→ Document
• • • • •

On feuillette ses trois livres, dont le tout dernier, Directs du droit, publié en 2017 aux Editions Michel Lafon, comme les précédents. L’éditeur dit tout. Les avocats stars du Barreau de Paris (il s’y est inscrit après avoir quitté Lille) préfèrent les maisons d’édition plus capées que ce grand producteur de livres populaires, version trash. «Acquittador», lui, a fait de la provocation un miroir utile et déformant. Côté public, ce chasseur-bouffeur-fumeur incarne l’archétype du mâle dominant.

• • • • •

→ Lignes enregistrées
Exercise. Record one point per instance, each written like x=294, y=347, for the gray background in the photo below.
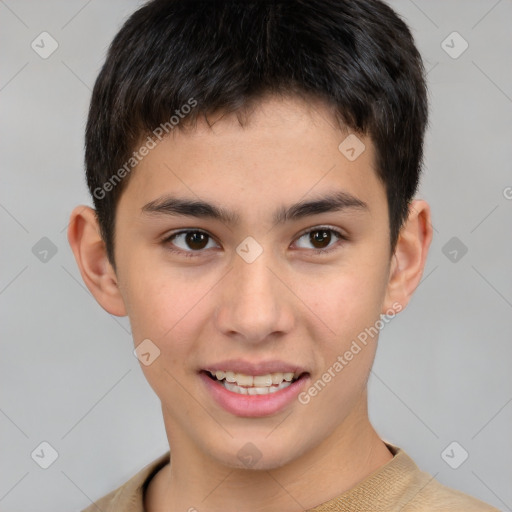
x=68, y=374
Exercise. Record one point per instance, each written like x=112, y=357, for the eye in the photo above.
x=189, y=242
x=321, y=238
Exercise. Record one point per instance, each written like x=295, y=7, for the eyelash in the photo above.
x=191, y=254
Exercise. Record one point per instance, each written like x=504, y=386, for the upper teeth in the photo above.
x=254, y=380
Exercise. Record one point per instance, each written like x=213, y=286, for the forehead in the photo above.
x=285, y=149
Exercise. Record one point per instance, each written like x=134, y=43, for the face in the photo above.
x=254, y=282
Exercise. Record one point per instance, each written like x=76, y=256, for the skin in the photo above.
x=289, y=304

• • • • •

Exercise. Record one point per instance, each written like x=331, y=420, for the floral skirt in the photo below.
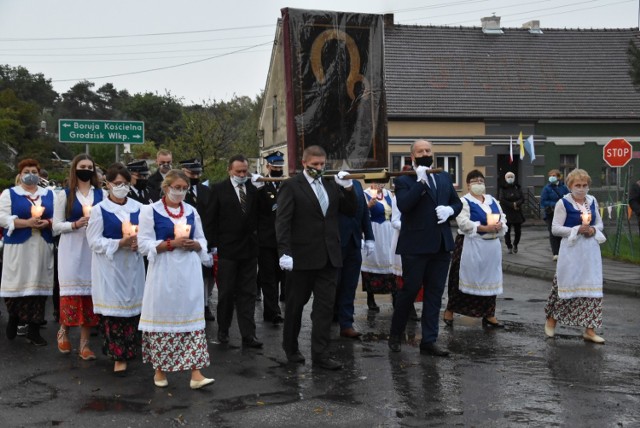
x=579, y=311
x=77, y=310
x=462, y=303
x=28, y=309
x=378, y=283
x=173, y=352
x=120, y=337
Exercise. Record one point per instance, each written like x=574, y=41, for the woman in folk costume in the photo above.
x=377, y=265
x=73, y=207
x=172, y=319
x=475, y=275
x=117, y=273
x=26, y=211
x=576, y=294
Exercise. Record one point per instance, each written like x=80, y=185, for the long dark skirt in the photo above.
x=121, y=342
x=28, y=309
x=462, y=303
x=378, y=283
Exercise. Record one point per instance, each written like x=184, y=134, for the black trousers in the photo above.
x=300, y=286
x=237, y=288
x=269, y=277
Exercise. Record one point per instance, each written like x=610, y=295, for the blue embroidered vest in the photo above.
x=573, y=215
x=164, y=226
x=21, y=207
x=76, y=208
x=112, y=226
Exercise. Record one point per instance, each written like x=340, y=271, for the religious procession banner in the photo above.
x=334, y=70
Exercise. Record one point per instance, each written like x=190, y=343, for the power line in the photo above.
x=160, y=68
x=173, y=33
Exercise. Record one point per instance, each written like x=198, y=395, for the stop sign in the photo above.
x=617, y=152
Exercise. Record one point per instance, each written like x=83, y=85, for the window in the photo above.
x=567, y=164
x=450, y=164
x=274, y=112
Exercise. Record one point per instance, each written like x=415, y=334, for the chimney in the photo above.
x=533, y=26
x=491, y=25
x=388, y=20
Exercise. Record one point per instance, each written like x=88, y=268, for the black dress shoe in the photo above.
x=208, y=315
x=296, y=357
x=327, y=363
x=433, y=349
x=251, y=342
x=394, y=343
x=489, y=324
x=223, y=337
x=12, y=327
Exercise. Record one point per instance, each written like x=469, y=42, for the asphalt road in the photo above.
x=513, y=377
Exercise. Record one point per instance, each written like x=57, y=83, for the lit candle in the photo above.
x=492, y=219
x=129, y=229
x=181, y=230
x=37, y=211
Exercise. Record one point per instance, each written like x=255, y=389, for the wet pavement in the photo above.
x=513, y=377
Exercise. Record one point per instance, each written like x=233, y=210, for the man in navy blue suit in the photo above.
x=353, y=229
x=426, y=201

• • • • •

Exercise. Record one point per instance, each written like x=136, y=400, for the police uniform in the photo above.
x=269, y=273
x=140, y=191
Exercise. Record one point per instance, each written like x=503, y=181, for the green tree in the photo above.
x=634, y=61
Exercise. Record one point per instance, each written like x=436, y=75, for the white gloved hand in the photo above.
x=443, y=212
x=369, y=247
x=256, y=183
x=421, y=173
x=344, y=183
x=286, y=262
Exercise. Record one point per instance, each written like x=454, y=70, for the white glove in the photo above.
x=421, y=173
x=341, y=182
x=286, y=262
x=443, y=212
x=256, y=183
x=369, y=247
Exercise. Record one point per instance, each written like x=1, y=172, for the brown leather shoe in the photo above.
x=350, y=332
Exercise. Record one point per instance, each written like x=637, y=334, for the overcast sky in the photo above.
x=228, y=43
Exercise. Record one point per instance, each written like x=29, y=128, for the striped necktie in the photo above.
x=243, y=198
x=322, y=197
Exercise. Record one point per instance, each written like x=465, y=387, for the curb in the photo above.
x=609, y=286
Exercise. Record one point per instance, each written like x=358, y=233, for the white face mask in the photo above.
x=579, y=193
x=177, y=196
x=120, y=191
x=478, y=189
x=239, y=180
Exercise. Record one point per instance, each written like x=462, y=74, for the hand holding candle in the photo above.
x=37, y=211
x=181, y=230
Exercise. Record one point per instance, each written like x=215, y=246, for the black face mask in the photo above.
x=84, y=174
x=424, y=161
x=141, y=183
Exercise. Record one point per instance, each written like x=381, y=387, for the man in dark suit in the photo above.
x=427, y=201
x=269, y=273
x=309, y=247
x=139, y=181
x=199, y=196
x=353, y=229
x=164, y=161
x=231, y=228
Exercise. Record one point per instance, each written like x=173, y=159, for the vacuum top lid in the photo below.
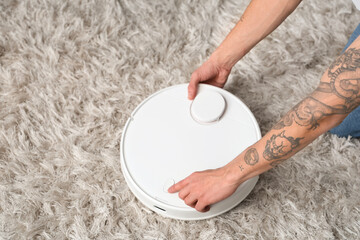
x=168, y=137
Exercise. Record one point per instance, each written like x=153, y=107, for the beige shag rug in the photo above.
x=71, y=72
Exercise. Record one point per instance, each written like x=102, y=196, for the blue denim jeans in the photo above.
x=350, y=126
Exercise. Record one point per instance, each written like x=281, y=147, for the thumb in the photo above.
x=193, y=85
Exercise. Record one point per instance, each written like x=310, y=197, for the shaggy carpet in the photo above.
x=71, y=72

• • • • •

→ Vos consignes
**a.** D'après le document, quel est le titre du tout dernier livre et en quelle année est-il paru ?
**b.** Selon le document, pourquoi le nom de l'éditeur « dit tout » ?

→ Réponses de l'exercice
**a.** Directs du droit, publié en 2017.

**b.** Les avocats stars du Barreau de Paris préfèrent des maisons d'édition plus capées. Les Éditions Michel Lafon sont au contraire un grand producteur de livres populaires, « version trash ».